Work required >>
Put the lines below into a JSON list of strings, with one string for each line and blank lines skipped. Leave the picture out of the list.

_____

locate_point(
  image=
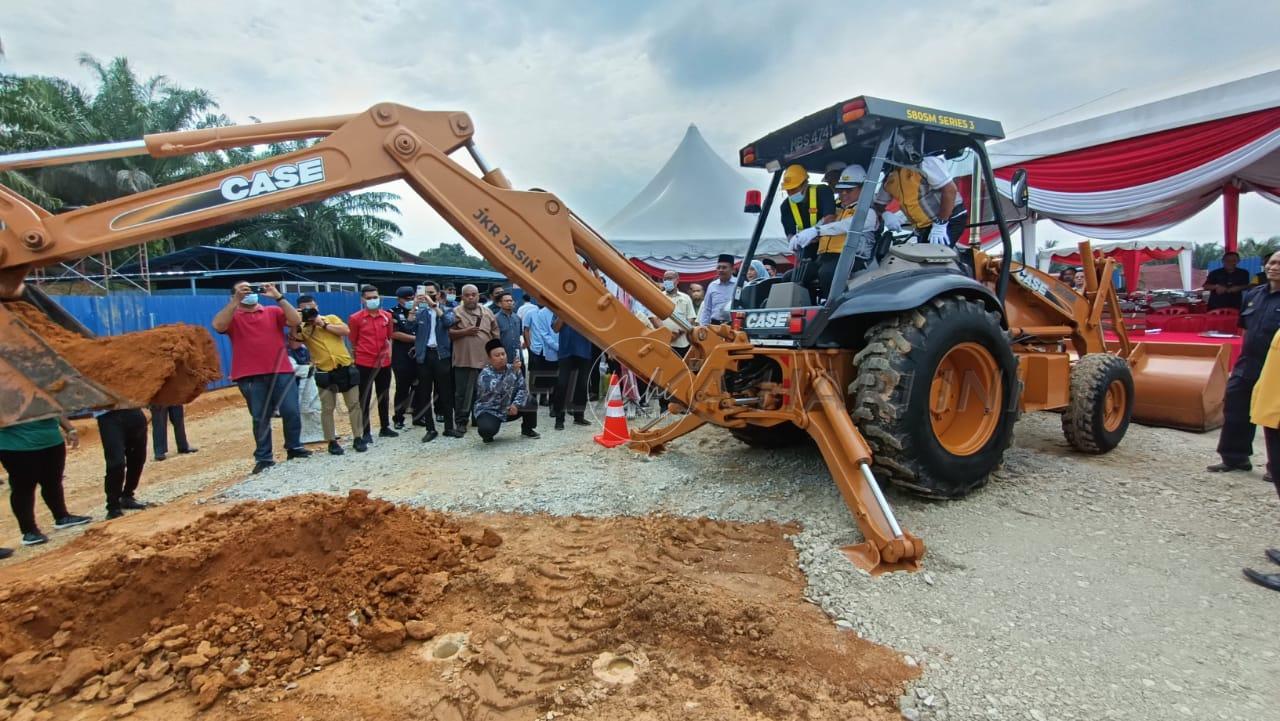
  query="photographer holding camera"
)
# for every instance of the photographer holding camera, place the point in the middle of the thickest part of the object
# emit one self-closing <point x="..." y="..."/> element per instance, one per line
<point x="336" y="372"/>
<point x="261" y="368"/>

_____

Worked answer >>
[
  "locate_point(",
  "  image=",
  "  query=\"photographer holding camera\"",
  ")",
  "# for every instance of the photographer holding camera, place the point in the middle of the thickest part of the object",
  "# emit one self-closing <point x=\"...\" y=\"...\"/> element per instance, one per line",
  "<point x=\"336\" y=\"372\"/>",
  "<point x=\"261\" y=\"368\"/>"
]